FRAGMENTO PARA LEER >>
-- -- --

El mundo del deporte está lleno de historias difíciles y de ejemplos de superación y fortaleza que nos inspiran a hacerle frente a los obstáculos en nuestra vida. Tal es el caso de Betty Robinson, una atleta que, tras hacer historia en las olimpiadas, se vio inmersa en un terrible accidente que le cambiaría la vida y la obligaría a empezar de nuevo, pero sin hacerle perder sus sueños.
Elizabeth Robinson nació en Riverdale, Illinois, el 23 de agosto de 1911. Tras una vida tranquila, sería sorprendida a los dieciséis años gracias a una de esas “coincidencias” del destino: una tarde de febrero de 1928, Betty corrió para alcanzar un tren en la estación Harvey a tal velocidad que su profesor de ciencias, Charles Price, quedó perplejo por la vertiginosa aceleración de la jovencita. Al día siguiente, el profesor —que también era entrenador de atletismo en la preparatoria— le pidió que corriera, le tomó el tiempo y la invitó a formar parte del equipo.
Tras unos pocos meses de entrenamiento, la velocidad innata de Betty la llevó ese mismo año a los Juegos Olímpicos de Ámsterdam 1928, donde se convirtió en la primera mujer en ganar una medalla de oro en la carrera de 100 metros planos, al establecer un récord mundial de 12.2 segundos. Además, se llevó la plata en el equipo de relevos, con lo que el comité olímpico la proyectó para una participación estelar en la olimpiada de Los Ángeles 1932.

-- -- --

REGISTROS MOSTRADOS >>

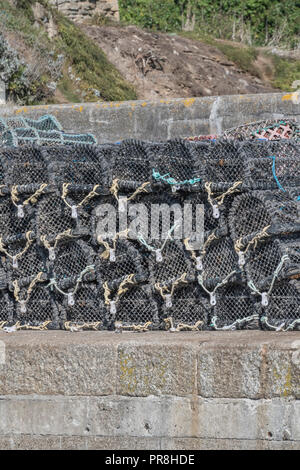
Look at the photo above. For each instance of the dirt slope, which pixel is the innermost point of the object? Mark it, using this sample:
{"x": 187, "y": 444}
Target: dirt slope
{"x": 168, "y": 66}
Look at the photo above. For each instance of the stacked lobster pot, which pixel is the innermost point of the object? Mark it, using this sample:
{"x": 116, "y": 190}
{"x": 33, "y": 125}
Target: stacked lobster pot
{"x": 176, "y": 235}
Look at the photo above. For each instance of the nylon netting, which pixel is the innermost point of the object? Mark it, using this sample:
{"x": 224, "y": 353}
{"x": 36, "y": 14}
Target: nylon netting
{"x": 67, "y": 262}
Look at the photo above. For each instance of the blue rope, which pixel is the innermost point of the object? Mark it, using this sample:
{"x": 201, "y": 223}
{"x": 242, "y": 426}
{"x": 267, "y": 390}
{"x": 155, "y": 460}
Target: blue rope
{"x": 170, "y": 180}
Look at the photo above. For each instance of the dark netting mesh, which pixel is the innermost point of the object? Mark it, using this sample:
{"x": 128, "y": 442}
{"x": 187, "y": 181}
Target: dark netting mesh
{"x": 169, "y": 262}
{"x": 12, "y": 225}
{"x": 85, "y": 307}
{"x": 283, "y": 309}
{"x": 263, "y": 261}
{"x": 73, "y": 256}
{"x": 25, "y": 166}
{"x": 268, "y": 129}
{"x": 219, "y": 261}
{"x": 6, "y": 308}
{"x": 53, "y": 217}
{"x": 130, "y": 166}
{"x": 187, "y": 310}
{"x": 235, "y": 309}
{"x": 135, "y": 309}
{"x": 19, "y": 137}
{"x": 173, "y": 166}
{"x": 117, "y": 259}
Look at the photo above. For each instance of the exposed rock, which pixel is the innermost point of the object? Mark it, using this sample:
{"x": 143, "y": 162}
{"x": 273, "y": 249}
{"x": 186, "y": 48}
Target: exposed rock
{"x": 79, "y": 10}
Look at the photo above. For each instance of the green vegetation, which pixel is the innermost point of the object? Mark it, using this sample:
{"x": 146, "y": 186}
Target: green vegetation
{"x": 96, "y": 77}
{"x": 256, "y": 22}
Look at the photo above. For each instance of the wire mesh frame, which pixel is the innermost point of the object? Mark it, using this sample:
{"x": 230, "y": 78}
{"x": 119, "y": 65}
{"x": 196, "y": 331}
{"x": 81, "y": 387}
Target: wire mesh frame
{"x": 220, "y": 262}
{"x": 271, "y": 172}
{"x": 45, "y": 122}
{"x": 86, "y": 307}
{"x": 174, "y": 263}
{"x": 25, "y": 166}
{"x": 255, "y": 129}
{"x": 53, "y": 217}
{"x": 188, "y": 308}
{"x": 124, "y": 261}
{"x": 35, "y": 307}
{"x": 283, "y": 309}
{"x": 254, "y": 211}
{"x": 173, "y": 166}
{"x": 130, "y": 165}
{"x": 10, "y": 223}
{"x": 19, "y": 137}
{"x": 235, "y": 309}
{"x": 6, "y": 307}
{"x": 136, "y": 308}
{"x": 262, "y": 262}
{"x": 25, "y": 258}
{"x": 219, "y": 163}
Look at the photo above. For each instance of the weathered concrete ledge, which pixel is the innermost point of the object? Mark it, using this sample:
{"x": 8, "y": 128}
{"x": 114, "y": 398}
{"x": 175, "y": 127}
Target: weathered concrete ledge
{"x": 164, "y": 119}
{"x": 155, "y": 390}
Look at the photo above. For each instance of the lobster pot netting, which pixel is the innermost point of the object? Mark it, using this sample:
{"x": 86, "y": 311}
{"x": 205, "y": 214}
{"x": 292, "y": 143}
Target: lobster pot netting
{"x": 189, "y": 309}
{"x": 19, "y": 137}
{"x": 271, "y": 172}
{"x": 72, "y": 257}
{"x": 266, "y": 129}
{"x": 36, "y": 307}
{"x": 130, "y": 166}
{"x": 219, "y": 262}
{"x": 6, "y": 307}
{"x": 10, "y": 223}
{"x": 118, "y": 260}
{"x": 25, "y": 166}
{"x": 44, "y": 123}
{"x": 283, "y": 309}
{"x": 136, "y": 307}
{"x": 235, "y": 309}
{"x": 262, "y": 263}
{"x": 171, "y": 263}
{"x": 53, "y": 217}
{"x": 85, "y": 308}
{"x": 25, "y": 258}
{"x": 221, "y": 163}
{"x": 173, "y": 166}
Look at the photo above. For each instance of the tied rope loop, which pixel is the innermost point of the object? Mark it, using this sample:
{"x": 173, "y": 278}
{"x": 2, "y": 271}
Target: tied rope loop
{"x": 107, "y": 253}
{"x": 182, "y": 326}
{"x": 138, "y": 328}
{"x": 114, "y": 189}
{"x": 265, "y": 295}
{"x": 238, "y": 246}
{"x": 167, "y": 293}
{"x": 232, "y": 327}
{"x": 29, "y": 242}
{"x": 87, "y": 198}
{"x": 198, "y": 259}
{"x": 218, "y": 200}
{"x": 220, "y": 284}
{"x": 70, "y": 295}
{"x": 32, "y": 199}
{"x": 66, "y": 234}
{"x": 123, "y": 287}
{"x": 73, "y": 327}
{"x": 167, "y": 179}
{"x": 16, "y": 287}
{"x": 289, "y": 327}
{"x": 151, "y": 248}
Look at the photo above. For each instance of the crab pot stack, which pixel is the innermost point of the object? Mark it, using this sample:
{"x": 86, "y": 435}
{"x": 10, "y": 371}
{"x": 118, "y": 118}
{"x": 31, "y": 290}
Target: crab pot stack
{"x": 69, "y": 261}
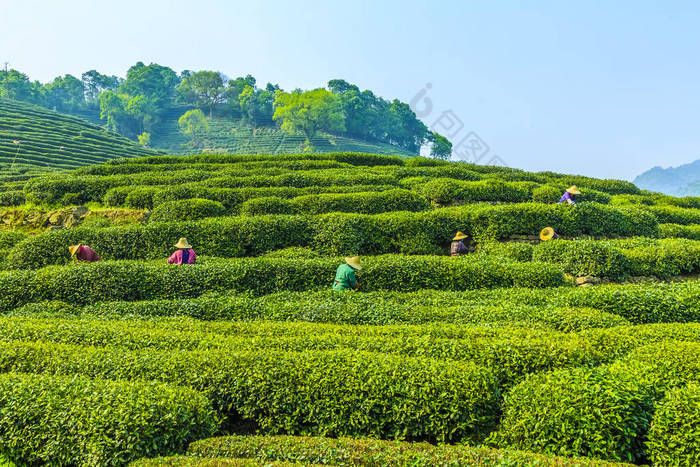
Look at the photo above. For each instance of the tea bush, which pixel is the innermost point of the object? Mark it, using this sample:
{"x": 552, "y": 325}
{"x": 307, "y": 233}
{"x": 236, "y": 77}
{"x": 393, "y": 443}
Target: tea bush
{"x": 351, "y": 451}
{"x": 90, "y": 283}
{"x": 673, "y": 436}
{"x": 327, "y": 393}
{"x": 187, "y": 209}
{"x": 603, "y": 412}
{"x": 74, "y": 420}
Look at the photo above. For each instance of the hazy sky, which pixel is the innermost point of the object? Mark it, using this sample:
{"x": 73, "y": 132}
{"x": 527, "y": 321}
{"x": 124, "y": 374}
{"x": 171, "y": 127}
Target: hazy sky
{"x": 601, "y": 88}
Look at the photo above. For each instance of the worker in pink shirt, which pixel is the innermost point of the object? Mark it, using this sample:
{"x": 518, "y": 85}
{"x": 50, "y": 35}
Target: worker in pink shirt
{"x": 184, "y": 253}
{"x": 83, "y": 253}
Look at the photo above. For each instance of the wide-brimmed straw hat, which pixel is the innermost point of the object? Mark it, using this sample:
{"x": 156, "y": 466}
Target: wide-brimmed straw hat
{"x": 183, "y": 243}
{"x": 547, "y": 234}
{"x": 354, "y": 262}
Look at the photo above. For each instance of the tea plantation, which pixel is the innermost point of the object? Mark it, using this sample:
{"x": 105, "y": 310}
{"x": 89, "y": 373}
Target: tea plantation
{"x": 581, "y": 350}
{"x": 31, "y": 136}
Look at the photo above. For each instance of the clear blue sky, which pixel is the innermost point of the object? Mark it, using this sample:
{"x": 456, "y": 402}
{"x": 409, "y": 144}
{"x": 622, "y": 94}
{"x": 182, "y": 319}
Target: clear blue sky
{"x": 600, "y": 88}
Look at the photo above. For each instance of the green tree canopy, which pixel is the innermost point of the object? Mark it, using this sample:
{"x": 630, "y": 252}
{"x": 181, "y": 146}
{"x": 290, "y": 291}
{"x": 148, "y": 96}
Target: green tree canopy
{"x": 193, "y": 123}
{"x": 16, "y": 85}
{"x": 257, "y": 104}
{"x": 441, "y": 147}
{"x": 203, "y": 89}
{"x": 309, "y": 112}
{"x": 96, "y": 83}
{"x": 65, "y": 93}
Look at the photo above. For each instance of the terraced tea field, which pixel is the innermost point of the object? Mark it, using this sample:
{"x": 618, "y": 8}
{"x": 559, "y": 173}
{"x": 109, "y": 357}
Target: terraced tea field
{"x": 582, "y": 350}
{"x": 33, "y": 136}
{"x": 233, "y": 136}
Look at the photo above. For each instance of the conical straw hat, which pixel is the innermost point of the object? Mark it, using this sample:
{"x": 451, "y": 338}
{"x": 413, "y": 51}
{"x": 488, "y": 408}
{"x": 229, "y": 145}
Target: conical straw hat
{"x": 183, "y": 243}
{"x": 547, "y": 234}
{"x": 354, "y": 262}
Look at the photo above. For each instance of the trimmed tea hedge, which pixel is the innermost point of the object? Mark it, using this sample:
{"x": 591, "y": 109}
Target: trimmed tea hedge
{"x": 89, "y": 283}
{"x": 674, "y": 436}
{"x": 328, "y": 393}
{"x": 603, "y": 412}
{"x": 511, "y": 353}
{"x": 364, "y": 203}
{"x": 79, "y": 421}
{"x": 333, "y": 234}
{"x": 350, "y": 451}
{"x": 186, "y": 210}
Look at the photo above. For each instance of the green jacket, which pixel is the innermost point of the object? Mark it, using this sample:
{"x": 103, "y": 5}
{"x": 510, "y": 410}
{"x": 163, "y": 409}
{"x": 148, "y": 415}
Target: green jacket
{"x": 344, "y": 278}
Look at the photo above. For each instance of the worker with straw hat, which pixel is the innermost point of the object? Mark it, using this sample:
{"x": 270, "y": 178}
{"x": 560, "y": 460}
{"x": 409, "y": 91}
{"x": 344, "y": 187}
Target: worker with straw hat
{"x": 548, "y": 233}
{"x": 458, "y": 247}
{"x": 345, "y": 275}
{"x": 184, "y": 253}
{"x": 570, "y": 195}
{"x": 83, "y": 253}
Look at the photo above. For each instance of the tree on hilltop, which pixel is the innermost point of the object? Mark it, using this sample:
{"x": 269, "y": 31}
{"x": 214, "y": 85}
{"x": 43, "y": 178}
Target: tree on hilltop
{"x": 309, "y": 112}
{"x": 441, "y": 147}
{"x": 203, "y": 89}
{"x": 193, "y": 123}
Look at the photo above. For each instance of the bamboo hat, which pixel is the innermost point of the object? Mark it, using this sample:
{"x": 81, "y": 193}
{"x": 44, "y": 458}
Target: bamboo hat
{"x": 354, "y": 262}
{"x": 183, "y": 243}
{"x": 547, "y": 234}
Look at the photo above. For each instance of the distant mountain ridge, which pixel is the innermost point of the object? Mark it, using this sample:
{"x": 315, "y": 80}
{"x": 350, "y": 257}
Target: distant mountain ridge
{"x": 683, "y": 180}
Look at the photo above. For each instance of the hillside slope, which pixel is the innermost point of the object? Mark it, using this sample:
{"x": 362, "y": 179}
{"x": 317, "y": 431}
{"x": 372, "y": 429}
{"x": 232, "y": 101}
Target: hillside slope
{"x": 33, "y": 136}
{"x": 682, "y": 180}
{"x": 547, "y": 347}
{"x": 232, "y": 136}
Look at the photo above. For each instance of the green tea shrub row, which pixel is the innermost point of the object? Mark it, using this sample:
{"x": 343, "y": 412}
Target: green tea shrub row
{"x": 674, "y": 438}
{"x": 660, "y": 258}
{"x": 511, "y": 353}
{"x": 273, "y": 163}
{"x": 51, "y": 189}
{"x": 364, "y": 203}
{"x": 73, "y": 420}
{"x": 327, "y": 393}
{"x": 552, "y": 194}
{"x": 680, "y": 231}
{"x": 446, "y": 190}
{"x": 90, "y": 283}
{"x": 353, "y": 451}
{"x": 333, "y": 234}
{"x": 9, "y": 238}
{"x": 148, "y": 197}
{"x": 353, "y": 158}
{"x": 12, "y": 198}
{"x": 642, "y": 303}
{"x": 329, "y": 307}
{"x": 561, "y": 308}
{"x": 603, "y": 412}
{"x": 187, "y": 209}
{"x": 675, "y": 215}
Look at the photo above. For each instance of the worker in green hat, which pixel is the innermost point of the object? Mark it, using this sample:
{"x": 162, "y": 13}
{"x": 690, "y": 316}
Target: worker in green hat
{"x": 345, "y": 275}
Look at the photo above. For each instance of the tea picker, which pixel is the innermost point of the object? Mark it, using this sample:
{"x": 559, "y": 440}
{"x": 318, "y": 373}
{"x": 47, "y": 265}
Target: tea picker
{"x": 570, "y": 195}
{"x": 184, "y": 253}
{"x": 345, "y": 274}
{"x": 458, "y": 247}
{"x": 83, "y": 253}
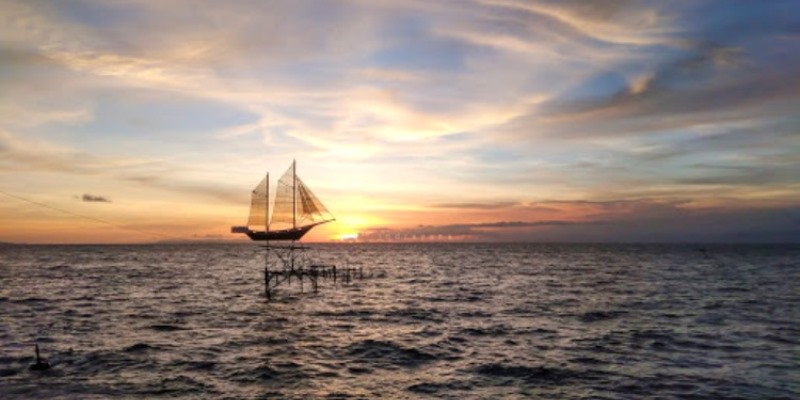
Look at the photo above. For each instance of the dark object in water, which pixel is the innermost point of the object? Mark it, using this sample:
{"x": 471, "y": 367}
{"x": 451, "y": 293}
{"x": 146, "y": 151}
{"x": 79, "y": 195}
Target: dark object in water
{"x": 40, "y": 365}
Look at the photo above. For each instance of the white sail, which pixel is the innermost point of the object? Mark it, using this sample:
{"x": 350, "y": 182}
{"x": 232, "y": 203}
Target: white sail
{"x": 258, "y": 206}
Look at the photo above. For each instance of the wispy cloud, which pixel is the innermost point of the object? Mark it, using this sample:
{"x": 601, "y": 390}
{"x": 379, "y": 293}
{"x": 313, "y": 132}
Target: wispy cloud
{"x": 89, "y": 198}
{"x": 486, "y": 107}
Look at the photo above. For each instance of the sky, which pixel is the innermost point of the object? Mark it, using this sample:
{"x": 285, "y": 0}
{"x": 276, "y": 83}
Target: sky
{"x": 467, "y": 120}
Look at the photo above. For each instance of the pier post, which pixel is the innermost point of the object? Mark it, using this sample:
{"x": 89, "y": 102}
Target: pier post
{"x": 266, "y": 283}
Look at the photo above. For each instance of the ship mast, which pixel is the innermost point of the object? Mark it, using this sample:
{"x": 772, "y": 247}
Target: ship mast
{"x": 294, "y": 194}
{"x": 266, "y": 213}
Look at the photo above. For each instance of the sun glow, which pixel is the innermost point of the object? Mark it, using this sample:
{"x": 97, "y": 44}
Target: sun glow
{"x": 348, "y": 237}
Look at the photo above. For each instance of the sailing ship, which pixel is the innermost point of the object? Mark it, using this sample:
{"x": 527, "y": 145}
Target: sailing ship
{"x": 296, "y": 210}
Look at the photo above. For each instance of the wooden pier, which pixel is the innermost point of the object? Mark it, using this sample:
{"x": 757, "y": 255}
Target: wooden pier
{"x": 283, "y": 264}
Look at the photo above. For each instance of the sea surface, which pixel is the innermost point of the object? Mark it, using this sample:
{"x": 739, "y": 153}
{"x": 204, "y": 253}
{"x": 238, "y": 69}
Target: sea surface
{"x": 448, "y": 321}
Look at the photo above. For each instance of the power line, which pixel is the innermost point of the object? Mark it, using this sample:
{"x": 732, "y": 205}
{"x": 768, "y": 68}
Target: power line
{"x": 102, "y": 221}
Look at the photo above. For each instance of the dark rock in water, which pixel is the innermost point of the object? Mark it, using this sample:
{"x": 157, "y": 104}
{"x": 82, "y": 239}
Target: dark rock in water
{"x": 138, "y": 347}
{"x": 166, "y": 328}
{"x": 541, "y": 374}
{"x": 40, "y": 365}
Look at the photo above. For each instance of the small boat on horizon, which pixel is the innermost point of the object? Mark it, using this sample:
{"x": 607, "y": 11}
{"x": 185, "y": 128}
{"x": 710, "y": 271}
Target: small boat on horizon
{"x": 295, "y": 212}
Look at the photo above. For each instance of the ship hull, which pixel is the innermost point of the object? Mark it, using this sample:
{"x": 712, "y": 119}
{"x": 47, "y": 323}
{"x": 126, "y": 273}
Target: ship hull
{"x": 282, "y": 235}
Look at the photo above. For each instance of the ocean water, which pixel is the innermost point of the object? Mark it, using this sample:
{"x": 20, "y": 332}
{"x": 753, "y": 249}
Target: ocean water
{"x": 449, "y": 321}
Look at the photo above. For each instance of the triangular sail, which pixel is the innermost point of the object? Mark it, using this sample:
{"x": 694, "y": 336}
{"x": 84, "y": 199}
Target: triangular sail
{"x": 311, "y": 209}
{"x": 295, "y": 205}
{"x": 294, "y": 212}
{"x": 283, "y": 210}
{"x": 258, "y": 206}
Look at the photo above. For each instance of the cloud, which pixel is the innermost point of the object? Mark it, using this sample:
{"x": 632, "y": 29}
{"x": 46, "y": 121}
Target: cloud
{"x": 639, "y": 222}
{"x": 94, "y": 199}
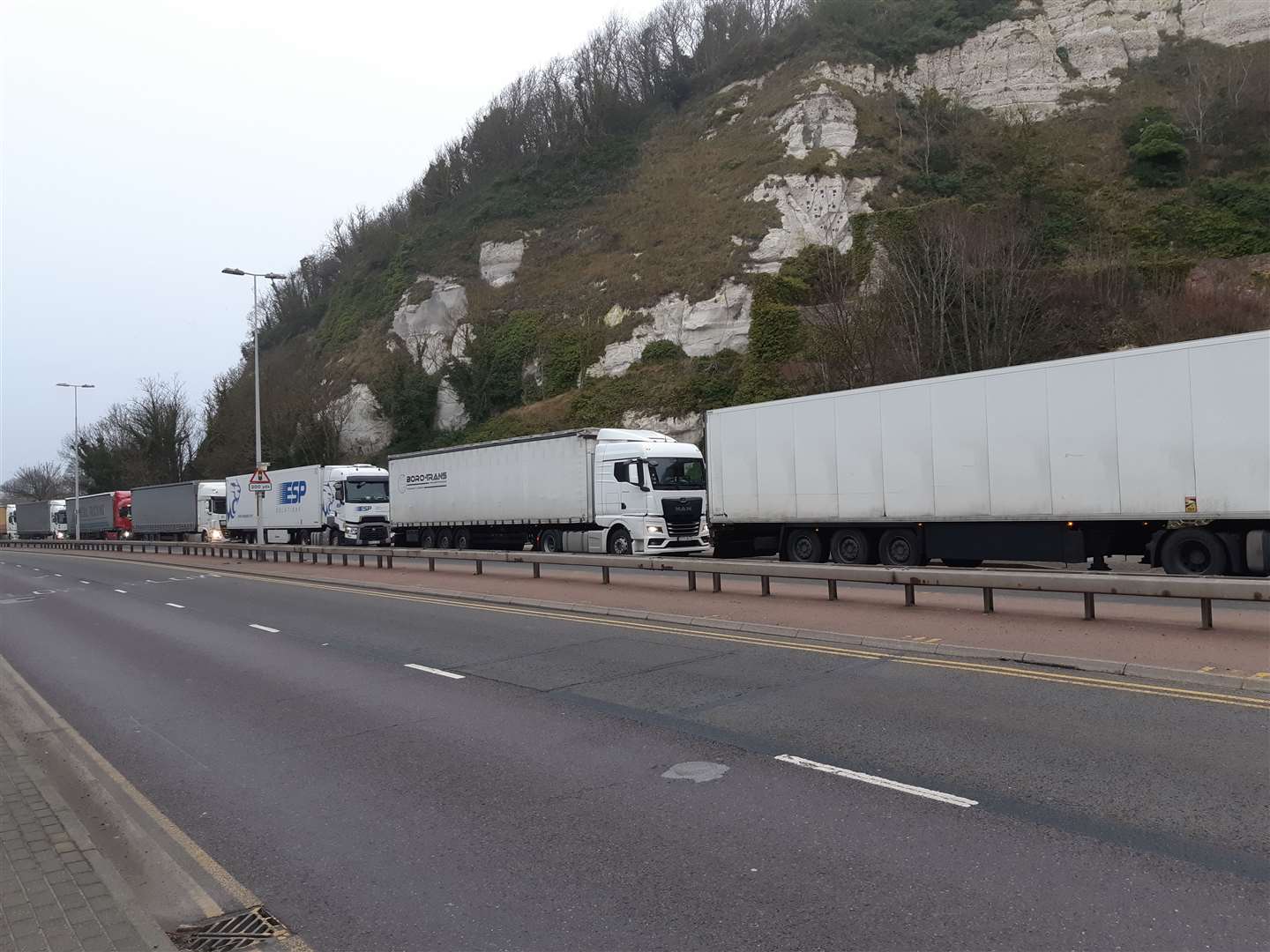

-- -- --

CONSIGNA >> Prolonga el texto sobre la atleta Betty Robinson a partir de su última oración.

PROBLEMA RESUELTO >>
Pero todo cambió la tarde del 28 de junio de 1931. Hacía tanto calor en Chicago que Betty no hallaba forma de refrescarse, pues su entrenador le había prohibido nadar para evitar lesiones. Entonces, salió a pasear con un primo suyo, Wilson Palmer, que era piloto aviador: estaban seguros de que en las alturas podrían aligerar el agobiante clima. Pero, antes de alcanzar los 600 pies, una falla técnica ocasionó que el avión perdiera altura y se estrellara.
Betty y su primo fueron hallados muy malheridos. A Palmer le encontraron signos de vida, pero a Betty no, así que la dieron por muerta y la transportaron a la morgue; sin embargo, ahí se dieron cuenta de que aún latía un débil pulso y la llevaron al hospital en estado de coma y con varias fracturas. Los datos son imprecisos: algunos dicen que estuvo inconsciente siete días y otras fuentes hablan de semanas; lo que fue un hecho es que su recuperación tomó mucho tiempo e implicó duras operaciones en la pierna, el brazo y la cadera.
Pasó varios meses en una silla de ruedas; los médicos dudaban incluso que pudiera volver a caminar. Pero la importancia de una red de apoyo se manifestó en su hermano, quien la impulsó para volver a ponerse en pie. Esto le inyectó a Betty una nueva motivación: poco a poco, logró dar sus primeros pasos y, contra todo pronóstico y después de mucho esfuerzo, empezó a correr de nueva cuenta.
Sin embargo, cuando intentó correr formalmente en una pista se dio cuenta de que el dolor en su cadera y rodillas era tan intenso que ni siquiera podía colocarse en la posición de arranque. Imposibilitada de volver a competir en la carrera de los cien metros planos, Betty encontró su camino en los relevos 4×100 metros. Finalmente, fue admitida por el comité y obtuvo un lugar en el equipo de atletismo estadounidense que acudió a la olimpiada de Berlín 1936.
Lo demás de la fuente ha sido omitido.